Pick out every line in the entries below that contains the word "holding" and copy each one. Case counts, so only count matches with the same capitalization.

-- start Source material --

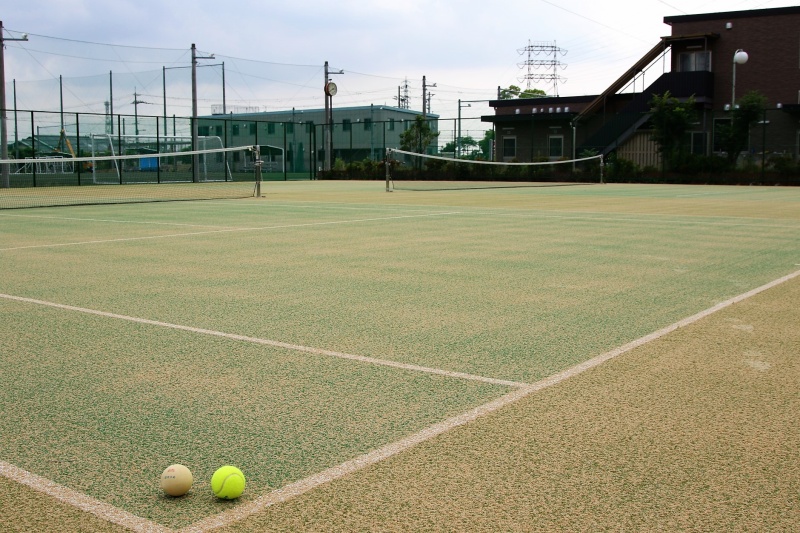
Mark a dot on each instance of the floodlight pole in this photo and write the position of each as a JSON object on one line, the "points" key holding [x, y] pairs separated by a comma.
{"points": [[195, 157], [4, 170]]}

-- end Source material --
-- start Source material --

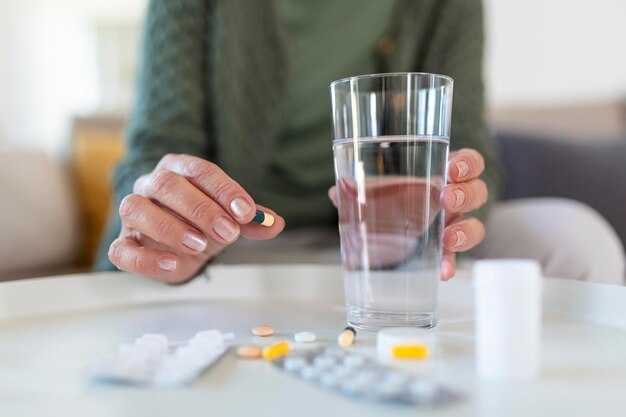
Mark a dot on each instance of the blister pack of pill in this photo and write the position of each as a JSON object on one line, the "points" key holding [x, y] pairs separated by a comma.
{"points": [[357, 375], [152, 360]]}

-- end Source material --
-- start Source material --

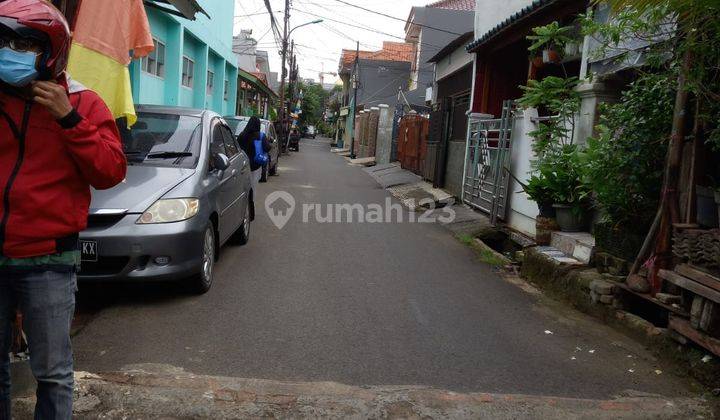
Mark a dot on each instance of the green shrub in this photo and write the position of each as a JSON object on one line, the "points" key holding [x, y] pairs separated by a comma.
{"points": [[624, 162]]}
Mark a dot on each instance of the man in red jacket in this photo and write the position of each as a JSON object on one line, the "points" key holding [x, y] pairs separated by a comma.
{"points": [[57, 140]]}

-- end Source material --

--- Result for this task ---
Mark a dot on each instance of the floodlight pole in this photo and write the position of each as a JSON object on one line, the "points" key holding [x, y] pairs separated by a comma.
Mark a dot on each instance of the blister pack of pill in this photo and write the position of each as a JSON object on one line, the "points" key holding [x, y] pairs separated by a comma.
Mark a dot on each instance of the green shrub in this photo and write the position of each as a JSON object on one line, the "points" key holding [x, y] pairs separated by a comma.
Mark a dot on each instance of the man in red jacket in this photo and write the position of each as a JSON object on one line, the "points" key holding [x, y] pairs separated by a comma.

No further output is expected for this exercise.